## The problem
For the string "below", find every matching line in the records and copy it.

## Listed entries
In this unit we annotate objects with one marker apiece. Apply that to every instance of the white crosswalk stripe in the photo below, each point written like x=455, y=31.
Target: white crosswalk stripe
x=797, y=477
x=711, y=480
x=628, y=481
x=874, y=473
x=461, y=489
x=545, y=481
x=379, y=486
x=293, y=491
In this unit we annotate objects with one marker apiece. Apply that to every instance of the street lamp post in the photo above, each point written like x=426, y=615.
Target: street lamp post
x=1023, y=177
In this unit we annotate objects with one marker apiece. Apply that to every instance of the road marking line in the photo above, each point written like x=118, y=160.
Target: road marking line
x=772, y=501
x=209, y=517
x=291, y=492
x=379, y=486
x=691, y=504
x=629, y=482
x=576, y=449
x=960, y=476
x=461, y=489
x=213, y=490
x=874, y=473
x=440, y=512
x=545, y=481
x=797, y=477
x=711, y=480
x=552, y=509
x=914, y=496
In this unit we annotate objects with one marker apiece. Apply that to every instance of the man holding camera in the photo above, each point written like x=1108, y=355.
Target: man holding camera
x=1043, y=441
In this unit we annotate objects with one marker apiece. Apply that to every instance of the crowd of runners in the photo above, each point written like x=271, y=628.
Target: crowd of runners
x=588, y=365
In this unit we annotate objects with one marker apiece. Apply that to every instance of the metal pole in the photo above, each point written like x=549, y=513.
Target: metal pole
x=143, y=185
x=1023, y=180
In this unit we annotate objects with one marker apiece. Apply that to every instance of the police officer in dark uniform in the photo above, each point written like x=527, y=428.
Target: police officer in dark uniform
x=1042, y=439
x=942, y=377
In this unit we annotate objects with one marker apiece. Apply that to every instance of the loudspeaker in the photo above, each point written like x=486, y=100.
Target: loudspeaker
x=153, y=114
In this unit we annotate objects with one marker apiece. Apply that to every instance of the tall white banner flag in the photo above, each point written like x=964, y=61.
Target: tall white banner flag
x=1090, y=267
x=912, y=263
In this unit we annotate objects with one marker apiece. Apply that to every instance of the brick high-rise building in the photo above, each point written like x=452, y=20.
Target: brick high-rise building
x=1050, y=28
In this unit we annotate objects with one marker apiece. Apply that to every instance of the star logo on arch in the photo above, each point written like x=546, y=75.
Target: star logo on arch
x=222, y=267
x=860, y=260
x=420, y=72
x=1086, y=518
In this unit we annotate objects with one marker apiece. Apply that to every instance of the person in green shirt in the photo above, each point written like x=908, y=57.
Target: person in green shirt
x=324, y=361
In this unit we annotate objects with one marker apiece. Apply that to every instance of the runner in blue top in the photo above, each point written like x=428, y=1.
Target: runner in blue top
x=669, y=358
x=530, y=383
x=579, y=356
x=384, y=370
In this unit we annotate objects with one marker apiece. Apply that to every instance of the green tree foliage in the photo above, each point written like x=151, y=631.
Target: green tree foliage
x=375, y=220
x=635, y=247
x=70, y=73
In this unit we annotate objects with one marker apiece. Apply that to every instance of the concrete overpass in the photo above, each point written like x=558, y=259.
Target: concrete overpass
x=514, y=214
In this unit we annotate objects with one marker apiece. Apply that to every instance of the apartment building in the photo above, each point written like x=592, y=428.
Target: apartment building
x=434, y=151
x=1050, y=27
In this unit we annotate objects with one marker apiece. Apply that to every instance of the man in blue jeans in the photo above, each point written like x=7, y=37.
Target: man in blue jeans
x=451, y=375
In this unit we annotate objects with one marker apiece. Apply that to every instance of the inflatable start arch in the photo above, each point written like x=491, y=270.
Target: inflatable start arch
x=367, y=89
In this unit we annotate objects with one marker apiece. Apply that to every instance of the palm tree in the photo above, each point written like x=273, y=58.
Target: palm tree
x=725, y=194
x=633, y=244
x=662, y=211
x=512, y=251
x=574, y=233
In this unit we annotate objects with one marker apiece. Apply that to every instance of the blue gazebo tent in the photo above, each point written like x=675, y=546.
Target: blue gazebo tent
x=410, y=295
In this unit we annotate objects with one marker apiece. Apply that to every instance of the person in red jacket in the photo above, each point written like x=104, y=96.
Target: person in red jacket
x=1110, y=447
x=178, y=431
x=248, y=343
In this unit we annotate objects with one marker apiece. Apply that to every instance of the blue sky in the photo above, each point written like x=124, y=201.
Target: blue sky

---

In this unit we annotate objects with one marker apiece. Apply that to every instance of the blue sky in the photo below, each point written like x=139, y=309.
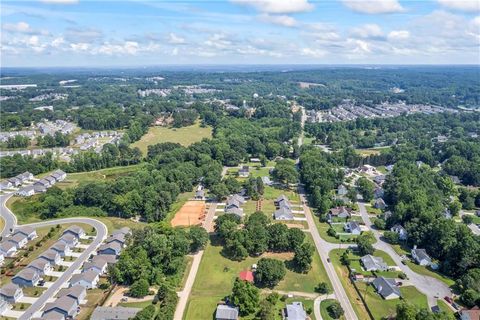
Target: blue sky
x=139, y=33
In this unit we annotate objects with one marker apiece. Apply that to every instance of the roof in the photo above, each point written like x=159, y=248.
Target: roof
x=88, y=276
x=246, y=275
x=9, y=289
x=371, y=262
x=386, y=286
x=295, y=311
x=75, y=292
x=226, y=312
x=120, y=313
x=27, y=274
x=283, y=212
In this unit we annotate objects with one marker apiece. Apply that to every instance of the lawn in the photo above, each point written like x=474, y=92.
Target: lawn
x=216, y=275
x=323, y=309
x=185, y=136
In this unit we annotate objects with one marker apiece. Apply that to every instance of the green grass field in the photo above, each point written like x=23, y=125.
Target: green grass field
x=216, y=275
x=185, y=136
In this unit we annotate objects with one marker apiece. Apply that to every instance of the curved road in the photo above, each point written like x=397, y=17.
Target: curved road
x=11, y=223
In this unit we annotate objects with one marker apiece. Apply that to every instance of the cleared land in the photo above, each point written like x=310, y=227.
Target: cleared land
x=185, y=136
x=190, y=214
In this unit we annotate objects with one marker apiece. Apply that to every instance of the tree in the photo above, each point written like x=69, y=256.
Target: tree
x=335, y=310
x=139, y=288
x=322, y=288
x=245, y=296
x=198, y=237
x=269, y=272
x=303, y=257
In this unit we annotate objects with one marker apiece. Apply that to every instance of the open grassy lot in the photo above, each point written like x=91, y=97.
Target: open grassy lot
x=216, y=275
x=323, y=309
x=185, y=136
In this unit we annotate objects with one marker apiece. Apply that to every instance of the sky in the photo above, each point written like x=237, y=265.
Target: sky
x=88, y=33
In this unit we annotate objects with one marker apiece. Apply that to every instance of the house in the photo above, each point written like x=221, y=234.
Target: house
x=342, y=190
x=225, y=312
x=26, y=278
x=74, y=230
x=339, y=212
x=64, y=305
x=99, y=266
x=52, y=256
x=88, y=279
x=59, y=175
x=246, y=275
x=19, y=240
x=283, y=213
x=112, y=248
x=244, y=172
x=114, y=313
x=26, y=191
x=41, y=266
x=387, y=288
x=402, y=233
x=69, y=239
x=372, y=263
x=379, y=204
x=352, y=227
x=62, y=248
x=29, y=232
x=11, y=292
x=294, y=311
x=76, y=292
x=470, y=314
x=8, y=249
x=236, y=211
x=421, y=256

## Expected output
In this unit we annotate objects with one marker apiece. Apply that to every instance of the white crosswalk stripe in the photo below, each point written like x=455, y=31.
In this unit we annotate objects with one marker apiece. Apply that to every instance of the blue sky in the photo below, each point written like x=139, y=309.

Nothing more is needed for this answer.